WHAT THE TASK ASKS: Please copy the records below word for word, starting at the line that contains "Could you please indicate the blurred background crowd" and ending at the last line of the records, with both of those lines included.

SUPPLIED DATA:

* * * * * * * * *

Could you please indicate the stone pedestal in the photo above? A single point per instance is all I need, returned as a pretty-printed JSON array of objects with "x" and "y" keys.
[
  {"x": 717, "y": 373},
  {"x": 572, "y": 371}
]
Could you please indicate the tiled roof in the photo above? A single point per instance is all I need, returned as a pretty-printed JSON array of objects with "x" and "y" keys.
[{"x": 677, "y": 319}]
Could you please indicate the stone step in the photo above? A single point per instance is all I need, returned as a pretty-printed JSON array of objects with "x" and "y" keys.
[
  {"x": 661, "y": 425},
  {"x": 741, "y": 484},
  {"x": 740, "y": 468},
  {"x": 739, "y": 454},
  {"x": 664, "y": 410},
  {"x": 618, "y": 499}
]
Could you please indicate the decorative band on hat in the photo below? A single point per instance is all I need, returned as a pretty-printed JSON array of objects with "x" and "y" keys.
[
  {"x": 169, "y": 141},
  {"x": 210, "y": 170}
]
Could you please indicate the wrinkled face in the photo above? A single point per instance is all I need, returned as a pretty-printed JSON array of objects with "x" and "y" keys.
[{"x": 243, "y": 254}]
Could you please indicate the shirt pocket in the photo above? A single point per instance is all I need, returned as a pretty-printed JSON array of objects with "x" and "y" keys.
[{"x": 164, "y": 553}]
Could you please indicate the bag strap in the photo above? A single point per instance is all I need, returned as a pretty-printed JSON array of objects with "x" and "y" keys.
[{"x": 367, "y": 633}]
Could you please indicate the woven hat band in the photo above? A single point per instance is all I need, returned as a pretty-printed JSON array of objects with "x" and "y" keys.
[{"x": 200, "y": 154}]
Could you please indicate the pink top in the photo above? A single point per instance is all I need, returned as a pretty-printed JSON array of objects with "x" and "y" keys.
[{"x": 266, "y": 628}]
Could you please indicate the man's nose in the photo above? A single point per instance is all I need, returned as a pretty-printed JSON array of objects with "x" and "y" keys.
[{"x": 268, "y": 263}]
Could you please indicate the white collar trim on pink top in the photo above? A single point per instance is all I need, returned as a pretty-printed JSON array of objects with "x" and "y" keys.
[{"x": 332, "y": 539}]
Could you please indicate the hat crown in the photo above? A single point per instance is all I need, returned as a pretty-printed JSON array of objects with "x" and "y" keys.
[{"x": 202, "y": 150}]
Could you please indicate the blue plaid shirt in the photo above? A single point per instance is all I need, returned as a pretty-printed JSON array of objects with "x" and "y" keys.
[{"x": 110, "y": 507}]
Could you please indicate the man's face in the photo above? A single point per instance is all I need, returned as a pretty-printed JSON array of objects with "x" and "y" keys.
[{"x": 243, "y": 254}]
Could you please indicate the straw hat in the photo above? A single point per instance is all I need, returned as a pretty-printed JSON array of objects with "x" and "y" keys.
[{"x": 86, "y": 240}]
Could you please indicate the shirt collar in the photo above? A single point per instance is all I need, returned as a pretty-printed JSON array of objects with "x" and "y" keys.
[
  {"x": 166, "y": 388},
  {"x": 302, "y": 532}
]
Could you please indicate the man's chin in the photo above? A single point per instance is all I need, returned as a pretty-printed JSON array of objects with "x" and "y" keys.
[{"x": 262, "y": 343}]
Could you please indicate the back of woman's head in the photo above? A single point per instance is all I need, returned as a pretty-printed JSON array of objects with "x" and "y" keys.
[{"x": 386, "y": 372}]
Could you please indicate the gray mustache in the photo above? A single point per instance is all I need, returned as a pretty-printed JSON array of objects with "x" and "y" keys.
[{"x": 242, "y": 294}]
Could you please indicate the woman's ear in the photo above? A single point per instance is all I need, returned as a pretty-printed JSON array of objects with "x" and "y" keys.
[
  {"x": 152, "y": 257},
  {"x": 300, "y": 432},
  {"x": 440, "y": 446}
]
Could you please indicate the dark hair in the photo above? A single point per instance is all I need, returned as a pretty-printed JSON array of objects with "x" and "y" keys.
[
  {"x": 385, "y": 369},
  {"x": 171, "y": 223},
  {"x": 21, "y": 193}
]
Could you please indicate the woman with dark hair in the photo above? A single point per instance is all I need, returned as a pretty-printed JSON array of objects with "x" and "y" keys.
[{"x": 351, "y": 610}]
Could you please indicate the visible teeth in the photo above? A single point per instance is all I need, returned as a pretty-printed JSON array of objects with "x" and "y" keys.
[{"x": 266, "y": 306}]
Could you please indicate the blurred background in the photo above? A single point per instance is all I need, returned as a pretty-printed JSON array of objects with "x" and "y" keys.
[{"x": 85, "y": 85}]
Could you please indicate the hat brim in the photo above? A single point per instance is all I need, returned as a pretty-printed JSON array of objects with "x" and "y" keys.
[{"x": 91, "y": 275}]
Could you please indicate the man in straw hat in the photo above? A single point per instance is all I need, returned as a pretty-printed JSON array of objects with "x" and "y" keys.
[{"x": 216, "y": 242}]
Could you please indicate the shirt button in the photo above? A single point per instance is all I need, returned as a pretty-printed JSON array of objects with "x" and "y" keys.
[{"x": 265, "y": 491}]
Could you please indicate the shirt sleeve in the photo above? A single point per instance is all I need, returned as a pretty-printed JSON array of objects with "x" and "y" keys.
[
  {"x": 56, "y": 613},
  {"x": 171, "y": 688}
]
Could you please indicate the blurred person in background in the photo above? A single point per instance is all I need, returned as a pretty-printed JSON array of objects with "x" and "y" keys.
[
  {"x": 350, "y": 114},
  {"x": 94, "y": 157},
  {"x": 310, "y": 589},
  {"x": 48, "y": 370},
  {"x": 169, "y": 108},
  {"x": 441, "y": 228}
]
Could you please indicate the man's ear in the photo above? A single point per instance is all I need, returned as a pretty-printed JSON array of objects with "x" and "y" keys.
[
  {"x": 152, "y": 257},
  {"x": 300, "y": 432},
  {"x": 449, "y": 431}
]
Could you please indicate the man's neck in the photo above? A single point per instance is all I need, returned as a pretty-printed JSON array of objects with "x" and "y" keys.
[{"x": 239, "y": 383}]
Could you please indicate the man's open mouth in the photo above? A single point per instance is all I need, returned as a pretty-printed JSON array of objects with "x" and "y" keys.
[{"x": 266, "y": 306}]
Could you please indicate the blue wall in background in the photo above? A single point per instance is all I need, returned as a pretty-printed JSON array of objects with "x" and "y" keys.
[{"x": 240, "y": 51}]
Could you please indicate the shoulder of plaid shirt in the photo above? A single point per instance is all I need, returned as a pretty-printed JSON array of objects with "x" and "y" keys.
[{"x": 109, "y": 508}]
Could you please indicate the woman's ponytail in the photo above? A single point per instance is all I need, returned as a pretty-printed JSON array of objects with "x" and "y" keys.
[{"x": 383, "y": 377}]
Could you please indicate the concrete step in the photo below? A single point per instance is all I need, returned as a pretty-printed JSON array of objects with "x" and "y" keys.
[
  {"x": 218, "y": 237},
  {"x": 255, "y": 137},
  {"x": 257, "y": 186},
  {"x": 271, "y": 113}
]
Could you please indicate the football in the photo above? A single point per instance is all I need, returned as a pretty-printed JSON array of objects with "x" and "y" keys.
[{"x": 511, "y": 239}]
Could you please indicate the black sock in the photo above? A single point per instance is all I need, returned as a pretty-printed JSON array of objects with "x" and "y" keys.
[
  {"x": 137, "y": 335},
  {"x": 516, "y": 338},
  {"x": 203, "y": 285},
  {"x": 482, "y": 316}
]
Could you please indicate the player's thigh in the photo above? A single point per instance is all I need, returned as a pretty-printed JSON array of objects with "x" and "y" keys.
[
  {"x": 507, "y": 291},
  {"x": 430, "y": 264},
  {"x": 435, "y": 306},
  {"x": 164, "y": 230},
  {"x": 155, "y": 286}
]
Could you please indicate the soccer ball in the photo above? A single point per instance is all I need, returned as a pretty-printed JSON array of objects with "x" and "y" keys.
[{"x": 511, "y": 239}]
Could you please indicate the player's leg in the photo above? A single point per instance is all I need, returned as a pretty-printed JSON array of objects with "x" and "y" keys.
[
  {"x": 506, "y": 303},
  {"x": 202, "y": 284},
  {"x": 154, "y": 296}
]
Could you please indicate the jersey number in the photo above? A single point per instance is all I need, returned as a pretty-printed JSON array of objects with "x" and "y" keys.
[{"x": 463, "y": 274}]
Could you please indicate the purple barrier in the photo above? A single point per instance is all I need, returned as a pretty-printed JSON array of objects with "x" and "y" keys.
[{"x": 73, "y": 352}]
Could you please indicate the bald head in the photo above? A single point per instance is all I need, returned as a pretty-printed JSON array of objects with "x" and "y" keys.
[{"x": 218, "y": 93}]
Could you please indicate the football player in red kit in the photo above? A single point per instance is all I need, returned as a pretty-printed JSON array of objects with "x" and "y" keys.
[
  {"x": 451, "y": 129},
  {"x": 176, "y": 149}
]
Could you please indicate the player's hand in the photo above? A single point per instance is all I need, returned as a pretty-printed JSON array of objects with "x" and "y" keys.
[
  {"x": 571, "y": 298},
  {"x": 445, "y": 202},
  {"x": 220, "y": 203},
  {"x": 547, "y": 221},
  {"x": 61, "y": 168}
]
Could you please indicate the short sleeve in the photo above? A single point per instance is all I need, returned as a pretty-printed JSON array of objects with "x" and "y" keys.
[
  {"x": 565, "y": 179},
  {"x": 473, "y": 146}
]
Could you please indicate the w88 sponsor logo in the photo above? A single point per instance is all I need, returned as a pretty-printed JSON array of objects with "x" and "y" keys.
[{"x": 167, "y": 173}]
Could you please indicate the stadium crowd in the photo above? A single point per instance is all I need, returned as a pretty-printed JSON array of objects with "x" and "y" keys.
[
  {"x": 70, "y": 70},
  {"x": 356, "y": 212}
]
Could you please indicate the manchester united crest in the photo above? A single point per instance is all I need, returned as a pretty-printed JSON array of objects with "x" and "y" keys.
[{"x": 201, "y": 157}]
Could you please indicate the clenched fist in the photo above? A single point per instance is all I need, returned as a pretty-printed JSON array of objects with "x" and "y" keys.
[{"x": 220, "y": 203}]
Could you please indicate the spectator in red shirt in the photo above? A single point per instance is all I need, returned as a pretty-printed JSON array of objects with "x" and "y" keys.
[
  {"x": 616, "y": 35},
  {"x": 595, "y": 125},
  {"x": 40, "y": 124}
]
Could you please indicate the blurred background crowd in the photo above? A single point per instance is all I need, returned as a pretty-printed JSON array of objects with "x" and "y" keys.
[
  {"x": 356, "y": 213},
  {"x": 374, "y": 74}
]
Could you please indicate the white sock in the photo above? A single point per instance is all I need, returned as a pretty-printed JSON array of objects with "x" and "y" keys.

* * * * * * * * *

FINISHED TASK:
Could you please indicate the blurred background crowd in the photo above? A single point per instance is all I need, returned as a pretty-printed JSON array of objects with "x" and "y" keys.
[
  {"x": 356, "y": 213},
  {"x": 374, "y": 74}
]
Could you please indicate the white sock in the photo above? A single point per instance is all I need, returned as a pretty-printed JSON array of objects with "x" and "y" keys.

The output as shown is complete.